Copy out the lines between the one holding "like x=233, y=434." and the one holding "x=1160, y=55", inclusive, putting "marker" wherever "pin" appears and leaving everything else unchanged.

--- begin ---

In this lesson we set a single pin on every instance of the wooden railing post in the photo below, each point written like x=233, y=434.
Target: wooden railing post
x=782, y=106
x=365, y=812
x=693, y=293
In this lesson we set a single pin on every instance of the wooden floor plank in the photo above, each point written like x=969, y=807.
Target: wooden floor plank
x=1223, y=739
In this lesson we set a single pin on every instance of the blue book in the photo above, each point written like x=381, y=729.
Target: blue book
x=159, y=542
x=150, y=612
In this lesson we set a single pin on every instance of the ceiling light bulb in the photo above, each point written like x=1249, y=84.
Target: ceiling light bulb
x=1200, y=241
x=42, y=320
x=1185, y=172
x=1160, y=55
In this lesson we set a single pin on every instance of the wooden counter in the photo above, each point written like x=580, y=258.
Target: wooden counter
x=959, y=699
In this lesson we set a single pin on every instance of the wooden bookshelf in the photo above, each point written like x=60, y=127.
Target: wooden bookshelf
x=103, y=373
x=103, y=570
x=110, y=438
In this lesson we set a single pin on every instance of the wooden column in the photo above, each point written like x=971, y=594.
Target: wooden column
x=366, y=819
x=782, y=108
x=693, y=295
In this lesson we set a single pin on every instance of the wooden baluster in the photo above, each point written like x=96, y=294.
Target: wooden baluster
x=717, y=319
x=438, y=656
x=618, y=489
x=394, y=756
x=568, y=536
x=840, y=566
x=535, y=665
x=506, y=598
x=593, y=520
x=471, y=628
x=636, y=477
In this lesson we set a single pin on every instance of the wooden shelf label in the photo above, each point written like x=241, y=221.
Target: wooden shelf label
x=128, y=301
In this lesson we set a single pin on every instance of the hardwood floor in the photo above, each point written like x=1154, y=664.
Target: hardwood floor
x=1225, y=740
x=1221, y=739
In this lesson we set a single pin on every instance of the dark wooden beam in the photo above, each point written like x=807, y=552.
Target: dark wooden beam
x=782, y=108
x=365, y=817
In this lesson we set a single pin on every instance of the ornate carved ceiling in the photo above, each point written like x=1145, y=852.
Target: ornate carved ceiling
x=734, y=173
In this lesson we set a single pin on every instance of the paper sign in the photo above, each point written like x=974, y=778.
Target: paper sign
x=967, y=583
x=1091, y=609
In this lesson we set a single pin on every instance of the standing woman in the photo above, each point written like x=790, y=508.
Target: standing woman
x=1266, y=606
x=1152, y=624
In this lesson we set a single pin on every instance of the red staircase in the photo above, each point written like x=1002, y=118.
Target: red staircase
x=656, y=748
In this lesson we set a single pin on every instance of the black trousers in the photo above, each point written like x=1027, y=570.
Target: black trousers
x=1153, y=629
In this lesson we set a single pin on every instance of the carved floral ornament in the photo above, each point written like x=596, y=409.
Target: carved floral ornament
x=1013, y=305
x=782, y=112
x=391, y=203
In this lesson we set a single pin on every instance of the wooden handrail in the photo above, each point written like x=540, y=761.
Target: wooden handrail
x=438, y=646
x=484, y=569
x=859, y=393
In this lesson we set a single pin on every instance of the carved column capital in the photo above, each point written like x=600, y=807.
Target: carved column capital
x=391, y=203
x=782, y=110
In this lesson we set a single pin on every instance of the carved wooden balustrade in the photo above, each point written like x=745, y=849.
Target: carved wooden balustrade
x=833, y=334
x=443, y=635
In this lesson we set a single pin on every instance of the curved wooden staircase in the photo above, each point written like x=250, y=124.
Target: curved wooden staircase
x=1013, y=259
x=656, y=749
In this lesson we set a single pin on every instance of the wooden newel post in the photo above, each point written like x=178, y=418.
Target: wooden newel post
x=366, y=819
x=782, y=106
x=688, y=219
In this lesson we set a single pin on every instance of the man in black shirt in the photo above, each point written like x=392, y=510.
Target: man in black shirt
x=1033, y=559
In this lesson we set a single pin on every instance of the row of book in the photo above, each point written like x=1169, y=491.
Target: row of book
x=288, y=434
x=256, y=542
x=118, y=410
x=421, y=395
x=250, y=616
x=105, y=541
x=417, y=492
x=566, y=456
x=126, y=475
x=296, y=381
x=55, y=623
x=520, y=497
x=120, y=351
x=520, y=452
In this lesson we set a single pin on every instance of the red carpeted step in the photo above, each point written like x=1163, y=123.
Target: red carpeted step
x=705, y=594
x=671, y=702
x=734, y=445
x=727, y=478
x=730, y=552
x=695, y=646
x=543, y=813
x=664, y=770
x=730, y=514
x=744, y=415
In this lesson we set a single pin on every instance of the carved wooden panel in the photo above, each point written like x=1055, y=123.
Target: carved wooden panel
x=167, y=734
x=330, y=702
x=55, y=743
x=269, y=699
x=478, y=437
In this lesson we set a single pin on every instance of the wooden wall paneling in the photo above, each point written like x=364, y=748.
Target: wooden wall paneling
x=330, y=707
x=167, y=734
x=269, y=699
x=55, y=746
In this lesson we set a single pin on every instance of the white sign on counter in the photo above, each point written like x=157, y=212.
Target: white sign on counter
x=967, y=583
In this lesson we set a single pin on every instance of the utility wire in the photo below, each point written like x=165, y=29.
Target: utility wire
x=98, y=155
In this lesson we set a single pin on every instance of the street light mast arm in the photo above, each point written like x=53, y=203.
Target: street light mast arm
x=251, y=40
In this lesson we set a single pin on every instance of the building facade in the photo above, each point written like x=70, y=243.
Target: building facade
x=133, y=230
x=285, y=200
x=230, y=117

--- end ---
--- begin ---

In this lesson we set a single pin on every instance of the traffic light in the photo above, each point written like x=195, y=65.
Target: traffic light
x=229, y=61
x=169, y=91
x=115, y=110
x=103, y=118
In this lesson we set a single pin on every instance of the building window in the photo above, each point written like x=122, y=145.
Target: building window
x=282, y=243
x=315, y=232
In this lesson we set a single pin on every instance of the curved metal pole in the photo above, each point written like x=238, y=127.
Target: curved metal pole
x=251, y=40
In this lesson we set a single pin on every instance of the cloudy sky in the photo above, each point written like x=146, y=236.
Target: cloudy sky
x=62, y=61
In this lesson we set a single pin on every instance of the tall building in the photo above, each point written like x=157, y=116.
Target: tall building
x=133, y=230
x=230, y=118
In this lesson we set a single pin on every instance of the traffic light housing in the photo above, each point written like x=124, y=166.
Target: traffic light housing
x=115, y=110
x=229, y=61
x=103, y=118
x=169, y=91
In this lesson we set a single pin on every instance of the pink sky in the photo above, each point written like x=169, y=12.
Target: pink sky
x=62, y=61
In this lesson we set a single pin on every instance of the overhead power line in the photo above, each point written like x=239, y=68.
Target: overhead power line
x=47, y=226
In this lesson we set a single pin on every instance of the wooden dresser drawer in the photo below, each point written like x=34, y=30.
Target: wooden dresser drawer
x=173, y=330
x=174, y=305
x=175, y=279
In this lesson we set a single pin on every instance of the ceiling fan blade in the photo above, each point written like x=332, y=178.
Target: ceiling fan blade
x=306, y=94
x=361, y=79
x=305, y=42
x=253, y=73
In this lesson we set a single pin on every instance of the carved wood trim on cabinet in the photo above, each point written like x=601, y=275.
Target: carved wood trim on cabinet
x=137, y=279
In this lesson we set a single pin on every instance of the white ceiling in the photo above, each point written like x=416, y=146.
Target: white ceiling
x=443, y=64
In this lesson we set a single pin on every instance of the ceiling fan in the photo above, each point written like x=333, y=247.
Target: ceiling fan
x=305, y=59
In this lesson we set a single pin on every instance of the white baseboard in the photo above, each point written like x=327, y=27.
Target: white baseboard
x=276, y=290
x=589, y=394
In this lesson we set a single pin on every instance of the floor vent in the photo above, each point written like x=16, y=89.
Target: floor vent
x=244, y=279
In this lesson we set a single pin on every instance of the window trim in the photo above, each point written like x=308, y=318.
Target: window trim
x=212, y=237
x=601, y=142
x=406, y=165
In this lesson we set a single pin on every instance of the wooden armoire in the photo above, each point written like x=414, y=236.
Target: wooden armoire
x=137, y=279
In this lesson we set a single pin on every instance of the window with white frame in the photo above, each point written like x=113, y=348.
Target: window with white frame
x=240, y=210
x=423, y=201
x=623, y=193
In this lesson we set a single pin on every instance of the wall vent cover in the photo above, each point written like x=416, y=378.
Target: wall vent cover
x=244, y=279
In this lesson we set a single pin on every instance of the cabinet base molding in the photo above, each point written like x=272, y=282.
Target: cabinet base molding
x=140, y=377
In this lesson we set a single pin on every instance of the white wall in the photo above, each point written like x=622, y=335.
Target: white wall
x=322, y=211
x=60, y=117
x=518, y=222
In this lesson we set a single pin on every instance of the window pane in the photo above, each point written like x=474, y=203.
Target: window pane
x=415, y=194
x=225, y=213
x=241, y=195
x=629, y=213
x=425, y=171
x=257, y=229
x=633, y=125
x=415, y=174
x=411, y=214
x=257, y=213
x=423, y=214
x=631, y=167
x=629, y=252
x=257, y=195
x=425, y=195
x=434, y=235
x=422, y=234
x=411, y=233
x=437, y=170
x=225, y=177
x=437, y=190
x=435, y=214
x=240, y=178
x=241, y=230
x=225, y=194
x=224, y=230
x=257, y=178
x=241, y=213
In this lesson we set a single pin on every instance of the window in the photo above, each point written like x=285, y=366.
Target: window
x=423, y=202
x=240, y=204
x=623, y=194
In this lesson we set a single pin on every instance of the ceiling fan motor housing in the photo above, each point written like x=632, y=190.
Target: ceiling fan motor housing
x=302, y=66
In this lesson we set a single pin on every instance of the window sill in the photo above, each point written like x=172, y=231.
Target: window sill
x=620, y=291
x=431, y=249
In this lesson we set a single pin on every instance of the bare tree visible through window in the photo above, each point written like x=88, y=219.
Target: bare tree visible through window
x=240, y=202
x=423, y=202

--- end ---

** PROBLEM SOLUTION **
In this lesson we set a single marker on every instance of the wooden railing post in the photo below, each point written like x=233, y=434.
Target: wooden railing post
x=782, y=106
x=365, y=812
x=693, y=293
In this lesson we set a single marker on every instance of the wooden floor plank in the photo above, each point written like x=969, y=807.
Target: wooden floor plank
x=1223, y=739
In this lesson we set a single marker on every instance of the blue book in the photo above, each point written like x=381, y=729.
Target: blue book
x=159, y=542
x=150, y=612
In this lesson we set a single marker on every instance of the ceiling light bulb in the photo above, each point written like x=1249, y=84.
Target: ceiling light bulb
x=1200, y=241
x=42, y=320
x=1185, y=172
x=1160, y=55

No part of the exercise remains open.